● **Items listed in a dataset**:
▬▬▬▬▬▬

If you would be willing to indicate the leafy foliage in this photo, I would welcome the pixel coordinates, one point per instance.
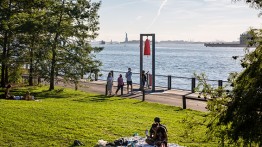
(50, 36)
(63, 115)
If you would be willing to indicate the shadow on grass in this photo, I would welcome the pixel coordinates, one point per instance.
(98, 98)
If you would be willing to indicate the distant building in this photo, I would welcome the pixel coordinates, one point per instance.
(126, 40)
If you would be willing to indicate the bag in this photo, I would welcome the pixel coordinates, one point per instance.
(78, 143)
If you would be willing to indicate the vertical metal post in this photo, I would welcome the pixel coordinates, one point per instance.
(153, 62)
(122, 90)
(112, 72)
(96, 76)
(169, 82)
(106, 90)
(220, 83)
(141, 59)
(184, 101)
(153, 59)
(193, 85)
(143, 95)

▬▬▬▬▬▬

● **WORK ITEM**:
The records above must be output exactly, except for the pictures.

● **COMPLETED TASK**:
If you would be willing to indicate the leafy foliage in this photo, I would welcome the pixel coordinates, one point per instance.
(50, 36)
(63, 115)
If you would be willing to indicate the shadow on grass in this photo, I would welcome the pixel coordinates, one point per instance.
(98, 98)
If you would be willing to indicate the distant building in this photo, I would welcome the pixel coordinates, one point per instance.
(126, 40)
If you would be willing to indicate the bag in this photo, I would welcome the pixel coordinates, one point per instance.
(78, 143)
If you would be willing to indicate the vertical metal post in this photo, I would welcome the pixel coordinates, one point per instance.
(153, 62)
(122, 90)
(112, 72)
(96, 76)
(169, 82)
(106, 90)
(220, 83)
(141, 59)
(184, 101)
(153, 59)
(193, 85)
(143, 95)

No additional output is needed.